▶ _Task instructions_
Scan the records for the line containing "patch beside beak."; extract it and all later lines, verbatim, through the end, and nothing before it.

** start Records **

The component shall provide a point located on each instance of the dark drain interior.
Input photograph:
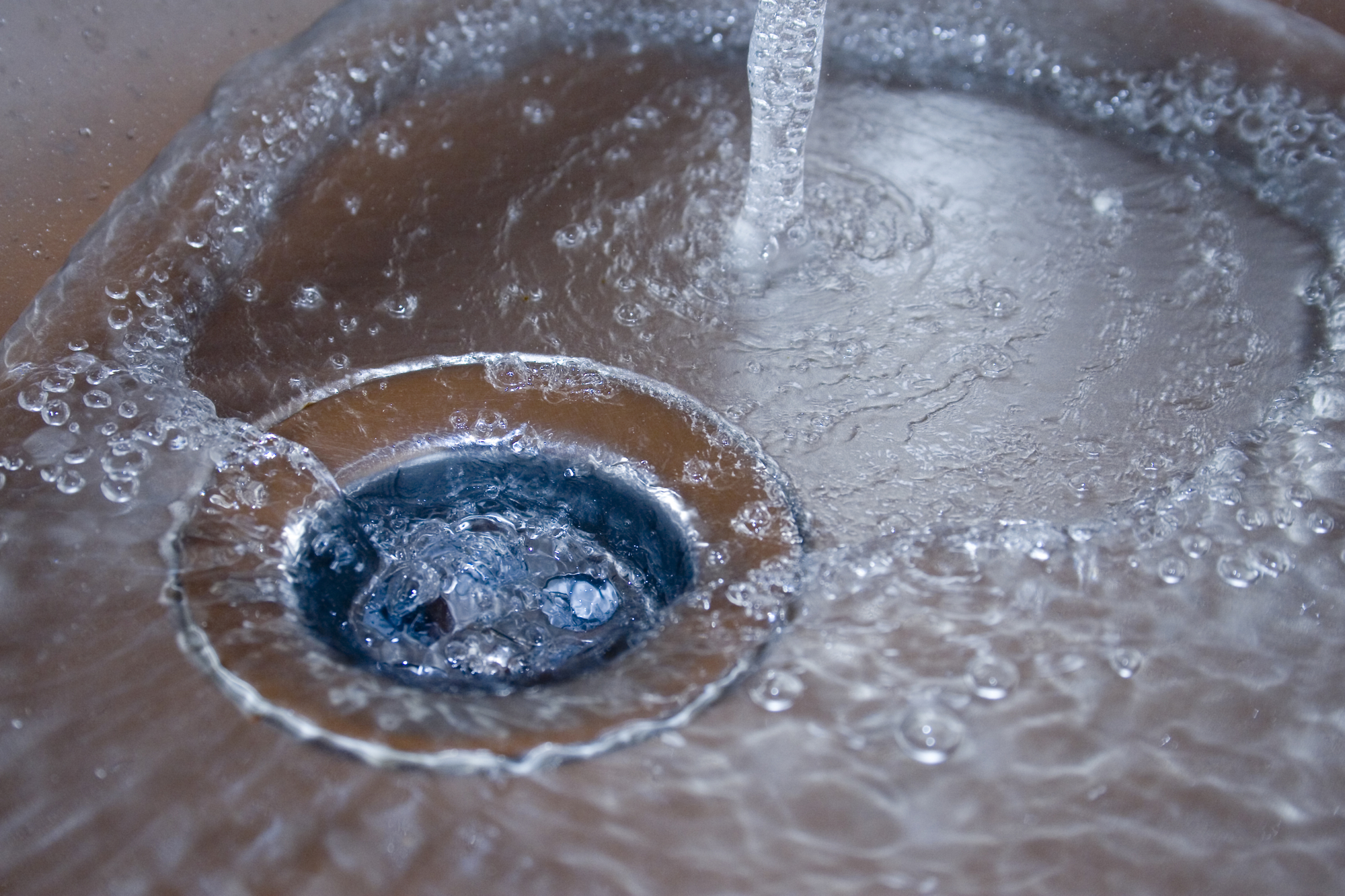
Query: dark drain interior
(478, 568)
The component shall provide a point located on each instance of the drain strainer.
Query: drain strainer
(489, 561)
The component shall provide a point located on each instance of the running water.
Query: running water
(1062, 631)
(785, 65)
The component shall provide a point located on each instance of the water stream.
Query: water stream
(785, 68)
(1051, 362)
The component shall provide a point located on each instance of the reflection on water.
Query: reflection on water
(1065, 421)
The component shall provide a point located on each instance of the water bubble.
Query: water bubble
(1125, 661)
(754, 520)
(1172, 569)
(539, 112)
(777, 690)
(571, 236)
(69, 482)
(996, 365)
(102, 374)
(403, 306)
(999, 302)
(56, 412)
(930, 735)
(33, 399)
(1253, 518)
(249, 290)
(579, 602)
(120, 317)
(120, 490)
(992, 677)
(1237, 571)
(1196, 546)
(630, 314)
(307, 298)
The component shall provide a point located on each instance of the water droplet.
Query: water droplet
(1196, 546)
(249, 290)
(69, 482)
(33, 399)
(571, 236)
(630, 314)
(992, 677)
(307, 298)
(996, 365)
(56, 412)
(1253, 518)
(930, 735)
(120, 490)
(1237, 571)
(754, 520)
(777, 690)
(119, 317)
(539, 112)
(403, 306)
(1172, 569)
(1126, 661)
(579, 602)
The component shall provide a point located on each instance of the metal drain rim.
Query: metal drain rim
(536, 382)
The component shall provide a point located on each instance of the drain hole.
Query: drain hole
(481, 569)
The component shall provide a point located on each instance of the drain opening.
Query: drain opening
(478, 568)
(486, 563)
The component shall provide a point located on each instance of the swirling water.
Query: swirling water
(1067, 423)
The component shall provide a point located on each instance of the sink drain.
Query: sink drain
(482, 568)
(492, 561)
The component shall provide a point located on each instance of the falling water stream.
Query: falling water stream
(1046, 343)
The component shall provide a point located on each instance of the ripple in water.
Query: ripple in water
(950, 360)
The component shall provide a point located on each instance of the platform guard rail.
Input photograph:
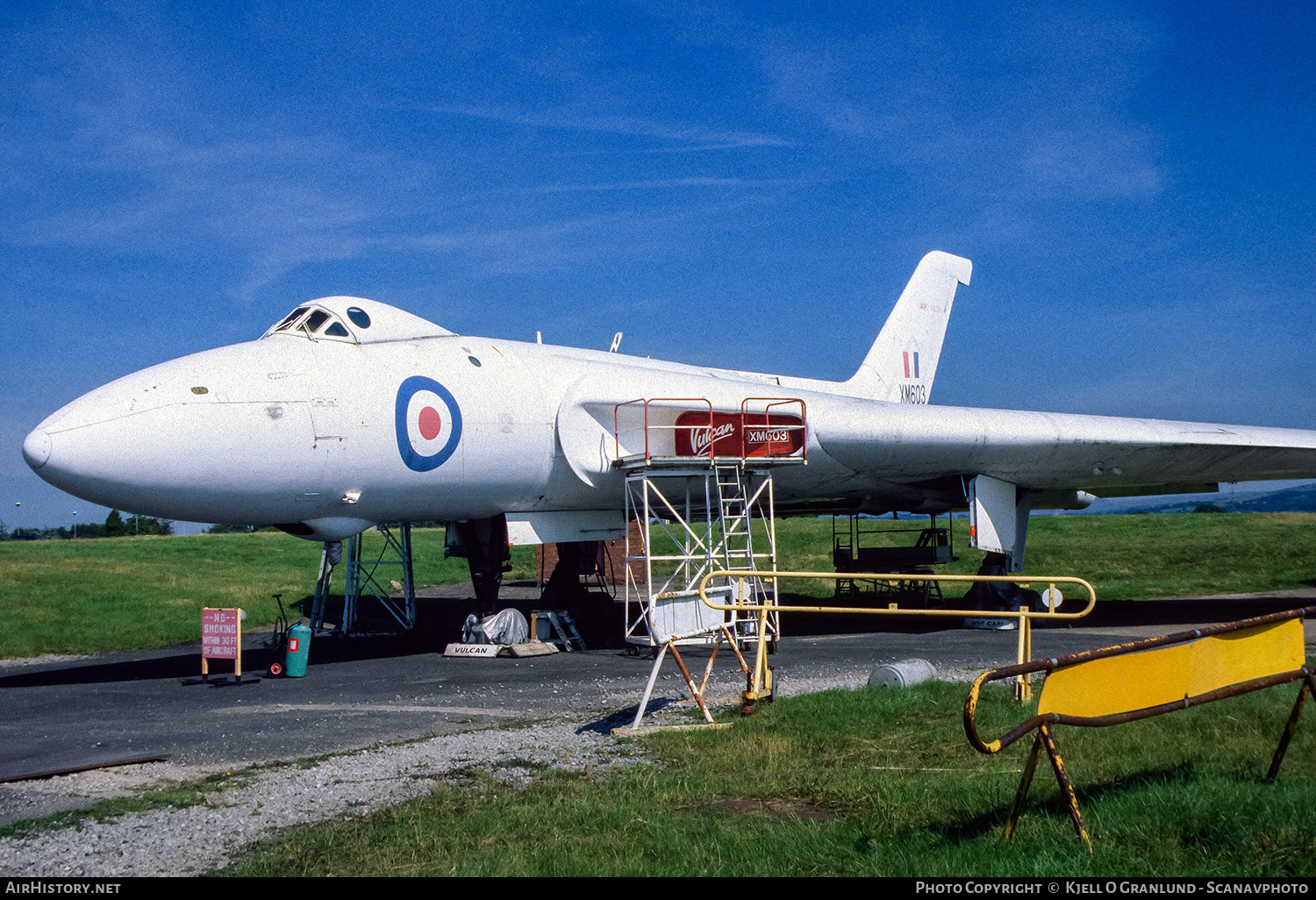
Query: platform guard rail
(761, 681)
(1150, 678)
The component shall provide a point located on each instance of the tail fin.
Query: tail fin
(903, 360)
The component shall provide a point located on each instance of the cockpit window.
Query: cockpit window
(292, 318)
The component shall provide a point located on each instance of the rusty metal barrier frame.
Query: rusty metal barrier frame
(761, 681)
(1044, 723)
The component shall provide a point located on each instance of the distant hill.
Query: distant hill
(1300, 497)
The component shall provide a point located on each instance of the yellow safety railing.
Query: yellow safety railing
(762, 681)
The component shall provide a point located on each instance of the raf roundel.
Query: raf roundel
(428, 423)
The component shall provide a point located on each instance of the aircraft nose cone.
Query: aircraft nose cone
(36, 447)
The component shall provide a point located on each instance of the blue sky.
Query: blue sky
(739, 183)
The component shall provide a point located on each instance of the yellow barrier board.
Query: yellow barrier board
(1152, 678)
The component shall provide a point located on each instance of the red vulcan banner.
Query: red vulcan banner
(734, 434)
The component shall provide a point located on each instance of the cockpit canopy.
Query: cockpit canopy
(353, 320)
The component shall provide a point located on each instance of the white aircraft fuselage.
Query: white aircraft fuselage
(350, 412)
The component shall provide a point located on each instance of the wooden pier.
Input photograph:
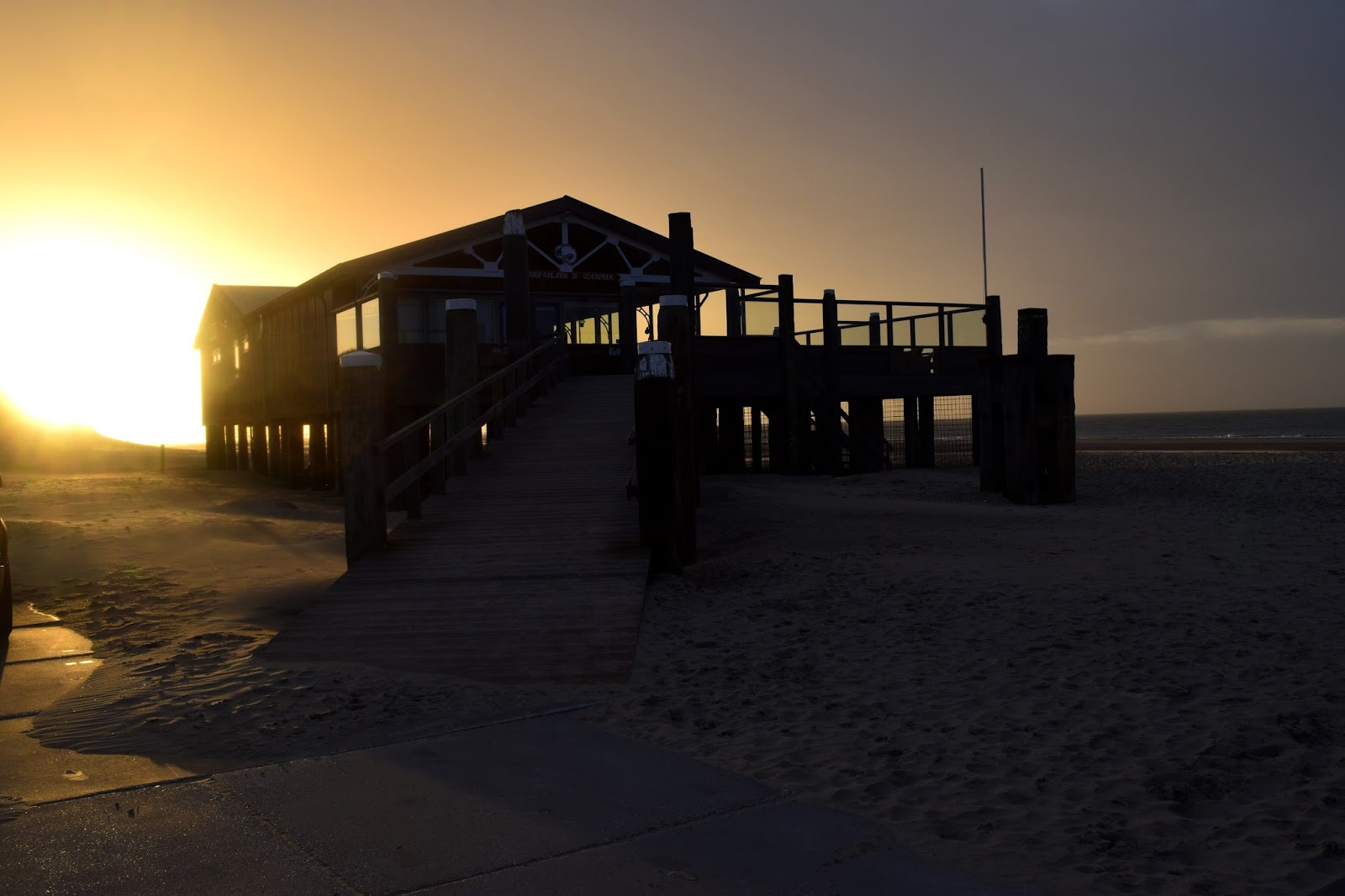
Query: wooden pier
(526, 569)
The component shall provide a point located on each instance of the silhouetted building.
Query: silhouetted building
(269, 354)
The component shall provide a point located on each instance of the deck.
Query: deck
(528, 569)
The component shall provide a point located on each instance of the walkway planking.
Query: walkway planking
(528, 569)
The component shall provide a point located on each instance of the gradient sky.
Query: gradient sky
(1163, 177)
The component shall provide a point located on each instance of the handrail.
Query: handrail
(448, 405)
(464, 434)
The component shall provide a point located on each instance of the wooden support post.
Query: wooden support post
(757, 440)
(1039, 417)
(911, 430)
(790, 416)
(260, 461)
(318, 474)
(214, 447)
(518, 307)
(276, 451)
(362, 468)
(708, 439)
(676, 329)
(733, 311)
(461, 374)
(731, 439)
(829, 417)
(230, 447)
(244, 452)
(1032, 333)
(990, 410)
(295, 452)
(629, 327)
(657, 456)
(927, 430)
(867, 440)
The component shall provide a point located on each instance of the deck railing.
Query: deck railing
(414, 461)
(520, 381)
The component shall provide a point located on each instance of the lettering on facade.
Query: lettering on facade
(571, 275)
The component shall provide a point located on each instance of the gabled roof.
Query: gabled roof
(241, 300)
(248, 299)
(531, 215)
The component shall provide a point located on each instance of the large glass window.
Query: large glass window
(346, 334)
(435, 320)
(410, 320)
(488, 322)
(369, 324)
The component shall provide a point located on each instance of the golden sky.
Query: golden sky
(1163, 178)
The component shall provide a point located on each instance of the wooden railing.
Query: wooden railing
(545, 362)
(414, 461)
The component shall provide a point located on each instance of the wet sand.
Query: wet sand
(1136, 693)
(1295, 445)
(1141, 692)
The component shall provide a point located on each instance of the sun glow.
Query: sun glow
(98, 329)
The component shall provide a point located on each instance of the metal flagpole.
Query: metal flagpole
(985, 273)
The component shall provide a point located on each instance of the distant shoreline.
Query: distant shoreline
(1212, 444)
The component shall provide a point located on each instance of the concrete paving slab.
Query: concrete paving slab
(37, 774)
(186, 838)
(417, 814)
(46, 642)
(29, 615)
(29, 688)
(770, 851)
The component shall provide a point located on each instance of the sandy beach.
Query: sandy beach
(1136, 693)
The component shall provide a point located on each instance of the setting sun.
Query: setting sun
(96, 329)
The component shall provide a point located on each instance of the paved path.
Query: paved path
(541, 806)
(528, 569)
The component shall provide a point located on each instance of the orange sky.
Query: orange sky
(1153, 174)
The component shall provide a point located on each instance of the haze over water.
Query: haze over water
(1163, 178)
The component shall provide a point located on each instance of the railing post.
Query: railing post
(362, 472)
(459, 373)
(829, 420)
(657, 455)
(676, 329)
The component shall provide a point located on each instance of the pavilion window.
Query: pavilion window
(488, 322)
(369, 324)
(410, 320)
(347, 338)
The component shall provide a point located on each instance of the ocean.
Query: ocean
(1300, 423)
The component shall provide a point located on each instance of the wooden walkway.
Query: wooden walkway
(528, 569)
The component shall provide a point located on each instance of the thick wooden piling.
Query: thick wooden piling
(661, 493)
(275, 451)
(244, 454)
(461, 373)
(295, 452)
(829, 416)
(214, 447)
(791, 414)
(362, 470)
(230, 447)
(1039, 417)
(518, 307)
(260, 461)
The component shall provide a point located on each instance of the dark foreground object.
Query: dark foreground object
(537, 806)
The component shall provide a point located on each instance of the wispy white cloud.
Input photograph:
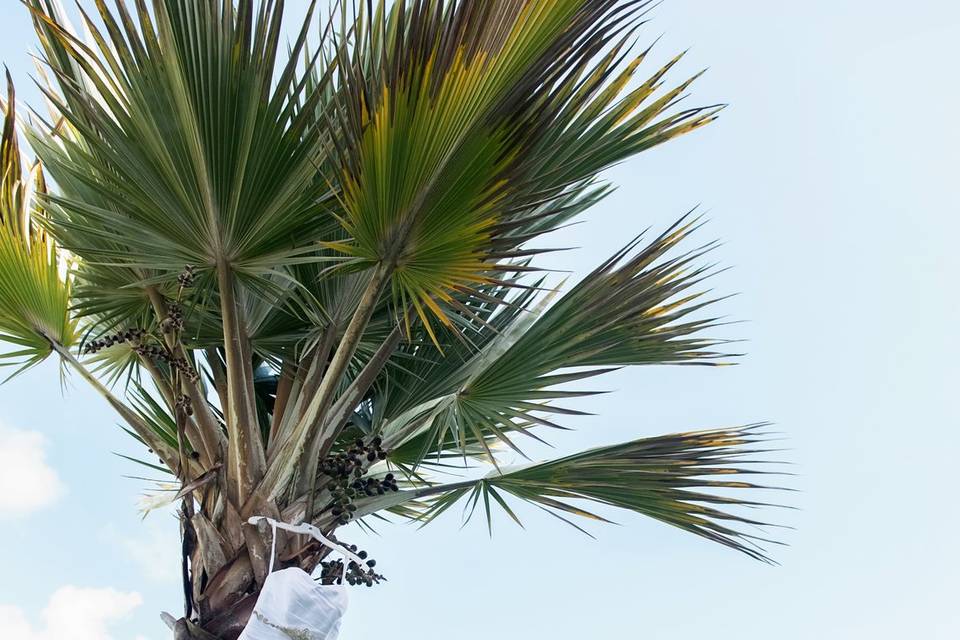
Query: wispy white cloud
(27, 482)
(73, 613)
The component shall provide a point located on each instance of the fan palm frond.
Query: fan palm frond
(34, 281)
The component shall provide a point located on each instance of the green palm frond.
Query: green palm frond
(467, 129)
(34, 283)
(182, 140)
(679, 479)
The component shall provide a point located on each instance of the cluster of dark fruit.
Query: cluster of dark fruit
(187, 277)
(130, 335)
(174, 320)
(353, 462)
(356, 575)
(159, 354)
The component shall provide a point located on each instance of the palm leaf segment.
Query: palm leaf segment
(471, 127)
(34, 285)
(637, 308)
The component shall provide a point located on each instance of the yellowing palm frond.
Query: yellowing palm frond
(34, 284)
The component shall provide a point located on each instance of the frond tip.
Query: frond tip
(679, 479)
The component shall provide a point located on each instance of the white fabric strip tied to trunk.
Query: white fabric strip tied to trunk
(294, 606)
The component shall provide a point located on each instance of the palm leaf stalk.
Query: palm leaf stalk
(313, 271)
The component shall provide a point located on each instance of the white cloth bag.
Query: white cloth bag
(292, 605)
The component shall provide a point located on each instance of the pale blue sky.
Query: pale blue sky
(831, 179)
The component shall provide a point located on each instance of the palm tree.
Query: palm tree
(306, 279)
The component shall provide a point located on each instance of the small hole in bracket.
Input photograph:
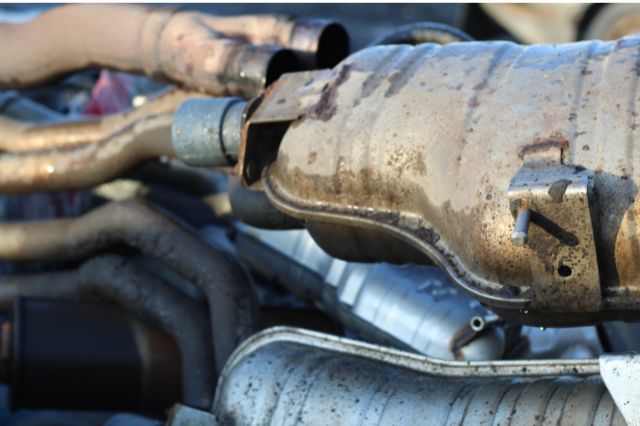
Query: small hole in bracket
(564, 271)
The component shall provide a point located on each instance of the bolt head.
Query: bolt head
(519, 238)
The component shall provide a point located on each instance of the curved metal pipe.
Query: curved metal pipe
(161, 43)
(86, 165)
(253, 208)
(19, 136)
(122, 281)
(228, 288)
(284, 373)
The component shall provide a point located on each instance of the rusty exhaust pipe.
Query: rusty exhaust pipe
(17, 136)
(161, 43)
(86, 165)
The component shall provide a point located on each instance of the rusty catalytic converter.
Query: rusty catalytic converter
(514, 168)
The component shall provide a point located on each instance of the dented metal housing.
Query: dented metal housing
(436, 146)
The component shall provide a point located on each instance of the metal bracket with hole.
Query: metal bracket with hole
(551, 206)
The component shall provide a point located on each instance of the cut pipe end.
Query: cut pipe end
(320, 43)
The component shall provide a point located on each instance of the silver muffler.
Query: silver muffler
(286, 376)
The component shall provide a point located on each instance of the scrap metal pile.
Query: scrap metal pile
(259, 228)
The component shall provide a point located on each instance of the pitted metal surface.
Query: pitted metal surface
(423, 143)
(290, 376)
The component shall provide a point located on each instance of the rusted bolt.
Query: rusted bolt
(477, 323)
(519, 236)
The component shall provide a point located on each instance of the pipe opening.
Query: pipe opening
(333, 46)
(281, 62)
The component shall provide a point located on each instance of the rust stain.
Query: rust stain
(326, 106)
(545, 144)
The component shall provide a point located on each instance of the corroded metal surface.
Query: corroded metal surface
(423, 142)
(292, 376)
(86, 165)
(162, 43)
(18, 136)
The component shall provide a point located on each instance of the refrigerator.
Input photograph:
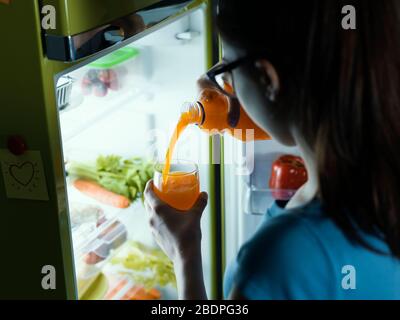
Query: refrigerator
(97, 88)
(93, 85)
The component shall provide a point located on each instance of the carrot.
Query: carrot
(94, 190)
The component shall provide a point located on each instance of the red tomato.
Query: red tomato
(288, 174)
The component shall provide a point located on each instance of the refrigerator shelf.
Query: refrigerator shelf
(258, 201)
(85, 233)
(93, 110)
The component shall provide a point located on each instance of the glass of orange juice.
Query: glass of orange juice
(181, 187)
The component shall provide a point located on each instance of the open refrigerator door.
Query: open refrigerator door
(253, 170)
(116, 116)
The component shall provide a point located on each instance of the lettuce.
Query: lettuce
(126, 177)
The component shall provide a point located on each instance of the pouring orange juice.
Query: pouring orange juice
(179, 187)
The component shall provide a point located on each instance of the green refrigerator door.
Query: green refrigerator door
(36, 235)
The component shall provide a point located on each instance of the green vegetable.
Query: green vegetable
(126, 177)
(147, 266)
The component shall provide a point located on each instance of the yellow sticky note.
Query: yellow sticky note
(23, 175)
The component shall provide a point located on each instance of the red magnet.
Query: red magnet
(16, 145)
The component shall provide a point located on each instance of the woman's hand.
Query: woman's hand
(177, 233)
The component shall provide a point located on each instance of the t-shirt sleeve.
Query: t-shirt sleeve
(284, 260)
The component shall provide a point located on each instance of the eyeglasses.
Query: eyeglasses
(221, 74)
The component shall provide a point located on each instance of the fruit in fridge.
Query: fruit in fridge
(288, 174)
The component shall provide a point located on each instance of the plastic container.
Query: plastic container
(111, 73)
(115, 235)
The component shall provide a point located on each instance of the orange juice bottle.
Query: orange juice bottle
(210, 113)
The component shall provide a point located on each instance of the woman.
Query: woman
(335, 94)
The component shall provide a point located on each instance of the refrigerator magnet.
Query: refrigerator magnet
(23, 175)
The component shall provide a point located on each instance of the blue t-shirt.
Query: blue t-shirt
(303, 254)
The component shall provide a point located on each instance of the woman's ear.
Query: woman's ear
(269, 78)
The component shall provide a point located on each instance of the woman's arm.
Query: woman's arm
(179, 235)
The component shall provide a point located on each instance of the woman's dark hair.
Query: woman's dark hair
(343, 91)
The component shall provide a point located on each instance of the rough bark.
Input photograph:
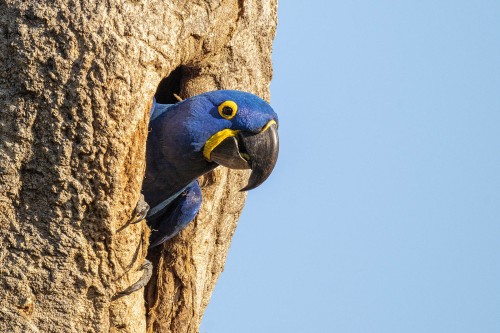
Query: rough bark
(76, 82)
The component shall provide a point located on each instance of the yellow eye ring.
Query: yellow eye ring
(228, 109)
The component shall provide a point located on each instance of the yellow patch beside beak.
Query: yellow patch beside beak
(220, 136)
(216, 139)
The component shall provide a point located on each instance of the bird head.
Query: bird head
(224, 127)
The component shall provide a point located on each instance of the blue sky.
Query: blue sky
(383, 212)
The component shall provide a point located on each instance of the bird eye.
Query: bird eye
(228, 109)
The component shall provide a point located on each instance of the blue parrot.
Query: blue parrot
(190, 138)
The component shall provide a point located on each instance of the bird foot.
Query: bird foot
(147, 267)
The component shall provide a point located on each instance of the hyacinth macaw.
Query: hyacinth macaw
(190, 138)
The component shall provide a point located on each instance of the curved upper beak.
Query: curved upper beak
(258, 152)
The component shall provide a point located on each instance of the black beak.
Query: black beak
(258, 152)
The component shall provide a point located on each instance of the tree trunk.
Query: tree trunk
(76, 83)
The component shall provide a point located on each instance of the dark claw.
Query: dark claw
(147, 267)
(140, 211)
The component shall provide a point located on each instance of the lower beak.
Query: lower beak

** end Records **

▶ _Exercise answer_
The component shall provide a point located on each instance of the yellow patch beside beak.
Query: yellow patch beside beak
(220, 136)
(216, 139)
The component shall provide a point located on each instance of the bird head.
Query: bird head
(224, 127)
The component shall provide a point located on each instance of the blue sky.
Query: blue sky
(383, 212)
The component shall provide a point located on each instance of the bird eye.
Query: bird eye
(228, 109)
The component shall provide a point located on each instance of the blue parrot.
Query: blue parrot
(190, 138)
The component shall provide a point located on each instance of the bird foot.
Query: bird foot
(147, 267)
The component shall provide a point located on each instance of the hyacinth macaw.
Query: hyacinth macaw
(190, 138)
The component shall provide a point located on each instance of the curved upper beak.
Query: curved upper beak
(258, 152)
The component shall provide a point located on each instance of the black beak.
Query: black beak
(258, 152)
The component shall provide a point located on each instance of the tree trunk.
Query: tree trunk
(76, 83)
The component shall provide a point located on each instance of the dark claw.
Query: dark claw
(147, 267)
(140, 211)
The component shall provide a point located on each instance of the lower beak.
Query: lower beak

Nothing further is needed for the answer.